PROBLEM — The answer must be every entry, given again word for word.
++++++++
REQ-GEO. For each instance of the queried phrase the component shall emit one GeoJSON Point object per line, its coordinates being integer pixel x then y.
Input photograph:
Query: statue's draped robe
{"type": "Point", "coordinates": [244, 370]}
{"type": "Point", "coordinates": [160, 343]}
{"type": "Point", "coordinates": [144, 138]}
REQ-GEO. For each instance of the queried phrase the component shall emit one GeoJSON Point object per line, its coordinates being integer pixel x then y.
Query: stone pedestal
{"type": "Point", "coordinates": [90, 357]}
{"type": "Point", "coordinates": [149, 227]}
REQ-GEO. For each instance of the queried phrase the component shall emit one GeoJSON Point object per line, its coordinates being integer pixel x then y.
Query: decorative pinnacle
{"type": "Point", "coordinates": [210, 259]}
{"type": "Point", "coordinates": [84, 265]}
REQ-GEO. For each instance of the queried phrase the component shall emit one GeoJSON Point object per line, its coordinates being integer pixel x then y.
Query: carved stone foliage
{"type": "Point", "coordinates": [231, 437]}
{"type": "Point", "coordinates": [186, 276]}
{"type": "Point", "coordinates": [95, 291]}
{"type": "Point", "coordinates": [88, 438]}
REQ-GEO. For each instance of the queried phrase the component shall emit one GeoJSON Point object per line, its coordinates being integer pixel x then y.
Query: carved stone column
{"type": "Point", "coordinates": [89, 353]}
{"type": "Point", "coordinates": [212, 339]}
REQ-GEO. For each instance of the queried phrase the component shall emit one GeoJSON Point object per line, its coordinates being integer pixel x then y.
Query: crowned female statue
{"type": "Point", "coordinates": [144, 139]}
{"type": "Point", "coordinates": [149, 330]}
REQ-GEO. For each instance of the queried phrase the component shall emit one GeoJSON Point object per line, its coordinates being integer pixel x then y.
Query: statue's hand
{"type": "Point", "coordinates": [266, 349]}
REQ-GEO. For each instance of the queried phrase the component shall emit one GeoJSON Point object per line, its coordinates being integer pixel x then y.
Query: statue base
++++++++
WRITTEN SOLUTION —
REQ-GEO. For each instance of the queried phrase the component shall emit one GeoJSON Point object per line, its coordinates being integer pixel x then y.
Input photograph:
Query: statue's draped robe
{"type": "Point", "coordinates": [244, 370]}
{"type": "Point", "coordinates": [160, 343]}
{"type": "Point", "coordinates": [144, 138]}
REQ-GEO. For each instance of the queried phrase the component shall emit one GeoJSON Point object per line, its coordinates being integer pixel x then y.
Query: stone pedestal
{"type": "Point", "coordinates": [90, 357]}
{"type": "Point", "coordinates": [149, 227]}
REQ-GEO. For each instance of the queried phrase the component shall emit one GeoJSON Point object per line, its coordinates being integer pixel x then y.
Query: decorative pinnacle
{"type": "Point", "coordinates": [210, 259]}
{"type": "Point", "coordinates": [84, 265]}
REQ-GEO. For each instance of the queried phrase the component shall emit one GeoJSON Point object per line, its coordinates being integer pixel x then y.
Query: carved stone foliage
{"type": "Point", "coordinates": [231, 437]}
{"type": "Point", "coordinates": [186, 276]}
{"type": "Point", "coordinates": [95, 291]}
{"type": "Point", "coordinates": [88, 438]}
REQ-GEO. For each instance of the queried phrase the component shall emit one GeoJSON Point object per line, its coordinates being integer pixel x then y.
Query: carved stone column
{"type": "Point", "coordinates": [89, 353]}
{"type": "Point", "coordinates": [212, 339]}
REQ-GEO. For each instance of the queried phrase the component shall emit one GeoJSON Point object per line, its coordinates being integer pixel x then y.
Query: crowned female statue
{"type": "Point", "coordinates": [144, 139]}
{"type": "Point", "coordinates": [149, 330]}
REQ-GEO. For each instance of the queried phrase the component shall emit one GeoJSON Point object per line, its coordinates being integer pixel x then y.
Query: statue's hand
{"type": "Point", "coordinates": [266, 349]}
REQ-GEO. For each instance of the queried phrase the component shall emit one GeoJSON Point object per line, its coordinates being integer pixel x then y.
Query: statue base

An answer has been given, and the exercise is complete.